§ Problems to solve:
• a. In the excerpt on EPIC array quality control, how many probes were excluded for having a low bead count in a high proportion of samples?
• b. Summarize the excerpt on EPIC array quality control in two sentences.
[[ Excerpt open ]]
The predicted sex of the samples generated using sex chromosome probe intensities was checked against that in the sample annotation and no mismatches were found (Figure 3.44). No samples were excluded for having mismatched Sex.
Figure 3.44: Predicted sex of each sample based on the sex chromosome copy numbers inferred from probe intensities for the EPIC array data. Mismatches between the predicted sex and that asserted in the sample annotation metadata are shown in red. Plot generated by meffil QC report.
No samples were excluded for having a median methylated signal that was more than \(3\sigma\) from the expected value, (Figure 3.45). No samples were excluded for having a higher than expected proportion of undetected probes (proportion of probes with detection p-value > 0.01 is > 0.1) (Figure 3.46). No samples were excluded for having a high proportion of probes with low bead counts (proportion of probes with bead number < 3 is > 0.1), (Figure 3.47).
Figure 3.45: Median methylated signal vs unmethylated signal per sample for the EPIC array data, solid red line indicates linear regression of median methylated signal vs median unmethylated signal with dotted red lines representing \(3\sigma\) from the expected mean. Samples outside the expected range are indicated in the legend. Plot generated by meffil QC report.
Figure 3.46: Proportion of probes with detection p-values >0.01 by sample for the EPIC array data. Black line indicates the exclusion threshold of 0.1. Plot generated by meffil QC report.
Figure 3.47: Proportion of probes with a bead count of < 3 by sample for the EPIC array data. Black line indicates the exclusion threshold of 0.1. Plot generated by meffil QC report.
There were no outliers within the control probes (Figure 3.48). 833 probes were excluded for having high background signal in a high proportion of samples (proportion of samples with detection p-value > 0.01 is > 0.1), (Figure 3.49). 127 probes were excluded for having low bead count in a high proportion of samples (proportion of samples with bead number < 3 is > 0.1), (Figure 3.50). Probes with poor technical quality were excluded from the analysis prior to functional normalisation.
[[ Excerpt closed ]]
[[ Excerpted records open ]]
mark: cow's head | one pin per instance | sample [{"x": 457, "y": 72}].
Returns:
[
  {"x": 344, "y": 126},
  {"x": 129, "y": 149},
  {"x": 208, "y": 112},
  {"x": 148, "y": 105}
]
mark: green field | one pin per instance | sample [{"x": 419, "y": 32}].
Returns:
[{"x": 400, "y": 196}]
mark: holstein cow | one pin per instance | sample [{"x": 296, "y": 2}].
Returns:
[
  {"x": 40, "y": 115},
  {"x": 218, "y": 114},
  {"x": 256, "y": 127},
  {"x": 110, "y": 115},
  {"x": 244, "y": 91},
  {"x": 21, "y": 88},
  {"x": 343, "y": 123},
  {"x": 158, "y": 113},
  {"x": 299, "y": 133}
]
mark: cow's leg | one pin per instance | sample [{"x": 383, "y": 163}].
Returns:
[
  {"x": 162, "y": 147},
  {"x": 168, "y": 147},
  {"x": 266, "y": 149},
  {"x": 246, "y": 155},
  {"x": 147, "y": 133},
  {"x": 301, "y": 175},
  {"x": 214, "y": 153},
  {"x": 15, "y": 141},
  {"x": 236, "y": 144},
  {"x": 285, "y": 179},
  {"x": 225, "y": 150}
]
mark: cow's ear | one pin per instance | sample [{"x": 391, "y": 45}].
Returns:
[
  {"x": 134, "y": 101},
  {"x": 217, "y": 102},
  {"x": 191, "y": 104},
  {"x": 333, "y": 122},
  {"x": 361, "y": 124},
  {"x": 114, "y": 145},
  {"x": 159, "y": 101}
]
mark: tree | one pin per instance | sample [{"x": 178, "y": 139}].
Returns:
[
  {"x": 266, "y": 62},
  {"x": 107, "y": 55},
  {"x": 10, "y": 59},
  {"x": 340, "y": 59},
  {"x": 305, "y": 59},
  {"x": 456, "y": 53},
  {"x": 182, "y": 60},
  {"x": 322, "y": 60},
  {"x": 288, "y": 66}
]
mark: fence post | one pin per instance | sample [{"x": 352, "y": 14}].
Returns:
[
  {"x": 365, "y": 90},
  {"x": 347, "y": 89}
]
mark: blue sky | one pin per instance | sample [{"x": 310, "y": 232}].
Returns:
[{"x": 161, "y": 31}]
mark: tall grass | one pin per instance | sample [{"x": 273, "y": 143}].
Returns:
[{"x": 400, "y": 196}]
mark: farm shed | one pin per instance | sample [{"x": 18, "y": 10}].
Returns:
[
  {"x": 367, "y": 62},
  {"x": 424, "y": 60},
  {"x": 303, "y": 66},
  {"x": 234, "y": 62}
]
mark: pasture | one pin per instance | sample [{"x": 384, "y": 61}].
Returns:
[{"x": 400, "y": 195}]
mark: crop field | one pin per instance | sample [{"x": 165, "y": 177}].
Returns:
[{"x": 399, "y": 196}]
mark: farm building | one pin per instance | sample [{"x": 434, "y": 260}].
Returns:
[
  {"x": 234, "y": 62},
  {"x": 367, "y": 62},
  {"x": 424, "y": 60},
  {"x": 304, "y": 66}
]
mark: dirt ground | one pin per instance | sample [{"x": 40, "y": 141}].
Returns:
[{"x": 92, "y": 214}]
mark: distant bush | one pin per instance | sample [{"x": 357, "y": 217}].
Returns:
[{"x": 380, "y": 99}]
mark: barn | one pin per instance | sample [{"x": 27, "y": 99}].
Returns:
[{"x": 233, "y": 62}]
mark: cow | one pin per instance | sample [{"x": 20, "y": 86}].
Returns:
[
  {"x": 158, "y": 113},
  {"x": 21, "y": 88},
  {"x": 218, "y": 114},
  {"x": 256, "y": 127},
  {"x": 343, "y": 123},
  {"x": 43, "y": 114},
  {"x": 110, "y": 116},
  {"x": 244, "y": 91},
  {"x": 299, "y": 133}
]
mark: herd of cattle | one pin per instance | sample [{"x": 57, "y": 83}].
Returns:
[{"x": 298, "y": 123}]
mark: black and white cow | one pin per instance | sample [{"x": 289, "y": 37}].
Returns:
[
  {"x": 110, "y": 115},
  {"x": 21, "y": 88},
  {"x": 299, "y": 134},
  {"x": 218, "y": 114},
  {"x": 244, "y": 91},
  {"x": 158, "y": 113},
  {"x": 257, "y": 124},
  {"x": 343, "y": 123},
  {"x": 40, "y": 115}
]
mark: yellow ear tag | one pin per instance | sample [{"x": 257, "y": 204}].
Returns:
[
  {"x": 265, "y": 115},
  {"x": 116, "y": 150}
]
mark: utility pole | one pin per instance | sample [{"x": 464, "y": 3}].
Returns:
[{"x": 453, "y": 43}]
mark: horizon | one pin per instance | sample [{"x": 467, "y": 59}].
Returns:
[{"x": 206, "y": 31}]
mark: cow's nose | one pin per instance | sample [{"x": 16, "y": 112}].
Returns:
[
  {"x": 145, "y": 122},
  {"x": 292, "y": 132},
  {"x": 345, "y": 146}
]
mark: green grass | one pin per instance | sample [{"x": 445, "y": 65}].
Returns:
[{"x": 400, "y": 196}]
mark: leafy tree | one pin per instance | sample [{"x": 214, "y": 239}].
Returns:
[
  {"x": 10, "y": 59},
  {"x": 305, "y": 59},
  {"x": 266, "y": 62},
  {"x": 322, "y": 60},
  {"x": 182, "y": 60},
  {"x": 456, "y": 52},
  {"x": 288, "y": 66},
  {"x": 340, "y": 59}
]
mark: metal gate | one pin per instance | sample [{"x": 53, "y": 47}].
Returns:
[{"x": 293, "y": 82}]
[[ Excerpted records closed ]]
[[ Excerpted records open ]]
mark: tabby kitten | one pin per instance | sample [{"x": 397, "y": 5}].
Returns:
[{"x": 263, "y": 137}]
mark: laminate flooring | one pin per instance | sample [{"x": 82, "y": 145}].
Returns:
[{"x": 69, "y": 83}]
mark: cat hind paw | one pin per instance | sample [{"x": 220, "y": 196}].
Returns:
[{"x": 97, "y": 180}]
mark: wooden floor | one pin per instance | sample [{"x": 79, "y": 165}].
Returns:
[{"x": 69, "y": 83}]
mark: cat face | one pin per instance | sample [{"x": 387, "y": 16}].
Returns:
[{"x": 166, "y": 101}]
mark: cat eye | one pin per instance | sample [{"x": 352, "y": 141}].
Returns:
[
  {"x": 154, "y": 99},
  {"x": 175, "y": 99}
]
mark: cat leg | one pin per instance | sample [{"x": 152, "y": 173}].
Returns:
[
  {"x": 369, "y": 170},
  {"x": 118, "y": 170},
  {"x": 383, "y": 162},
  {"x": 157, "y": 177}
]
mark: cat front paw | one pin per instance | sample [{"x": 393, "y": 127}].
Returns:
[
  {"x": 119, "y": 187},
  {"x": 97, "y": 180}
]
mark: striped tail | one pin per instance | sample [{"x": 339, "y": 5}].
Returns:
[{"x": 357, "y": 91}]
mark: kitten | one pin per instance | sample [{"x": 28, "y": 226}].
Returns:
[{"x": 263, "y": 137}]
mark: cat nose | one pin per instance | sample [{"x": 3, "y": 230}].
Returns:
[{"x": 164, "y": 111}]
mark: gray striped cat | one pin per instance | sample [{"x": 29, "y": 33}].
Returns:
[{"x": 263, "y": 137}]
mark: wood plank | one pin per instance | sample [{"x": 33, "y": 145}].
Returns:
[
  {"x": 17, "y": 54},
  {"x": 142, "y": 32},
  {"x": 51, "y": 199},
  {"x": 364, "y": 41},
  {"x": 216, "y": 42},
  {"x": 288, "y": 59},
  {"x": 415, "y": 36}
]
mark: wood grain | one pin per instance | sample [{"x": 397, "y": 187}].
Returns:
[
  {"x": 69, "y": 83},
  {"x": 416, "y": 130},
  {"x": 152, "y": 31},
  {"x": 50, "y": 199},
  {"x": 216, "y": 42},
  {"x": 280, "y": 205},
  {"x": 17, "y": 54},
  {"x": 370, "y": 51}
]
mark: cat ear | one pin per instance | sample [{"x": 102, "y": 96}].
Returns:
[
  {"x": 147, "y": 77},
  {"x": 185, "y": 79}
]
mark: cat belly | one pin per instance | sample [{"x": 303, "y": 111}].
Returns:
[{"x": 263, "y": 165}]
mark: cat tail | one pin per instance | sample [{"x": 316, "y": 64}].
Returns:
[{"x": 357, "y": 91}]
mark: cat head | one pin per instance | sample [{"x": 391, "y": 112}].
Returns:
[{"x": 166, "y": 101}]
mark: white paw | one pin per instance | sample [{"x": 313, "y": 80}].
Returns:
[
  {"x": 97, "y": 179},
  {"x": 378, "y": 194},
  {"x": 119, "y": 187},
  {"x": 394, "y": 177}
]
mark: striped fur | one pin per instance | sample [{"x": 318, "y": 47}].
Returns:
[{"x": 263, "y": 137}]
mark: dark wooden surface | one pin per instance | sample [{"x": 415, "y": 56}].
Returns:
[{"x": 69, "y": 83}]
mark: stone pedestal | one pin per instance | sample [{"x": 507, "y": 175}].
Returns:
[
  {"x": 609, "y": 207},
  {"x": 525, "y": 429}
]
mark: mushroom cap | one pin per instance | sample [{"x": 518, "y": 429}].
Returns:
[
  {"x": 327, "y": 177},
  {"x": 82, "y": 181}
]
[[ Excerpted records closed ]]
§ Per-task outputs:
• a. 127 probes were excluded.

• b. No samples were excluded in the quality checks: predicted sex matched the sample annotation, and no sample failed the limits for median methylated signal, undetected probes, or low bead counts. Among probes, there were no outliers within the control probes, but 833 were excluded for high background signal and 127 for low bead count, and probes of poor technical quality were removed before functional normalization.